Rows
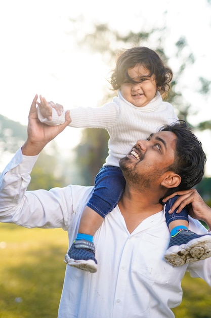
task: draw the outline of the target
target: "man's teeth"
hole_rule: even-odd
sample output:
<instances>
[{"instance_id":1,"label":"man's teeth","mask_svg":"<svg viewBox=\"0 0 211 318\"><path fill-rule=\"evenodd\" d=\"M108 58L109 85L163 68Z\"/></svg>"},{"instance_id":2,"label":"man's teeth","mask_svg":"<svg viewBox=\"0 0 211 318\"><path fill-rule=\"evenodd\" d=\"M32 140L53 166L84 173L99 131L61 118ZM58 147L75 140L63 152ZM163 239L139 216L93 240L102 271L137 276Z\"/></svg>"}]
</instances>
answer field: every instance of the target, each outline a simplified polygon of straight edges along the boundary
<instances>
[{"instance_id":1,"label":"man's teeth","mask_svg":"<svg viewBox=\"0 0 211 318\"><path fill-rule=\"evenodd\" d=\"M136 159L137 159L137 160L140 160L140 159L139 155L138 154L137 152L136 152L136 151L134 151L134 150L132 150L131 151L131 155L133 157L135 157Z\"/></svg>"}]
</instances>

The exercise
Substitute "object" for every "target" in the items above and write the items out again with nothing else changed. Leave the pictures out.

Answer to the problem
task: draw the outline of the object
object: "man's teeth"
hole_rule: even-odd
sample output:
<instances>
[{"instance_id":1,"label":"man's teeth","mask_svg":"<svg viewBox=\"0 0 211 318\"><path fill-rule=\"evenodd\" d=\"M108 58L109 85L163 68Z\"/></svg>"},{"instance_id":2,"label":"man's teeth","mask_svg":"<svg viewBox=\"0 0 211 318\"><path fill-rule=\"evenodd\" d=\"M32 140L53 166L84 173L99 131L61 118ZM58 147L75 140L63 152ZM163 239L139 216L93 240L102 271L137 276Z\"/></svg>"}]
</instances>
answer field: every instance of the object, each outline a simplified polygon of straight edges along the boundary
<instances>
[{"instance_id":1,"label":"man's teeth","mask_svg":"<svg viewBox=\"0 0 211 318\"><path fill-rule=\"evenodd\" d=\"M136 159L137 159L137 160L140 160L140 159L139 155L138 154L137 152L136 152L136 151L134 151L134 150L132 150L131 151L131 155L133 157L135 157Z\"/></svg>"}]
</instances>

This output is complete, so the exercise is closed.